Task requirements:
Please state the amount of the interest-free loan that the Company made to Mr. Barbo on March 1, 1994, according to the loan passage below.

Excerpted passage:
━━━━━━━━━━━━━━━━━━━━━━━━━━━━━━

LOAN RELATING TO CLASS B COMMON STOCK

        On March 1, 1994, as a part of the Consolidation, the Company made a
$1,981,000 interest-free loan to Mr. Barbo to enable him to make certain capital
contributions that were required in connection with the Consolidation. Mr.
Barbo's shares of Class B Common Stock have been pledged as collateral for the
loan. Upon repayment of the loan, a percentage of the Class B Common Stock equal
to the percentage of the loan principal being repaid will be released from the
pledge and Mr. Barbo will then have the option to convert his Class B Common
Stock, on a share-for-share basis, into Class A Common Stock. As of December 31,
1998, the entire principal amount of the loan remained outstanding.

SHURGARD STORAGE TO GO, INC.

━━━━━━━━━━━━━━━━━━━━━━━━━━━━━━

Supplied information:
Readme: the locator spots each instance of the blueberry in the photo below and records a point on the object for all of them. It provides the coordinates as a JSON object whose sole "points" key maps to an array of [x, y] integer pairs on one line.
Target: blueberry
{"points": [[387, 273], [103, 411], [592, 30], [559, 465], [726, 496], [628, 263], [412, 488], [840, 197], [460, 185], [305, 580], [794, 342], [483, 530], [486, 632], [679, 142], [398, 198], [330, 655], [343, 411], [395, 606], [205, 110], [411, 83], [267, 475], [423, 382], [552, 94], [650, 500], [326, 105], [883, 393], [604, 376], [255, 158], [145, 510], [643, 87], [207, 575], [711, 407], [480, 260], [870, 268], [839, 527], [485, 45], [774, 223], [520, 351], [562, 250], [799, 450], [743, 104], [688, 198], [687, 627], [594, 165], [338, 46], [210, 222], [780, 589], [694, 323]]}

━━━━━━━━━━━━━━━━━━━━━━━━━━━━━━

Correct output:
$1,981,000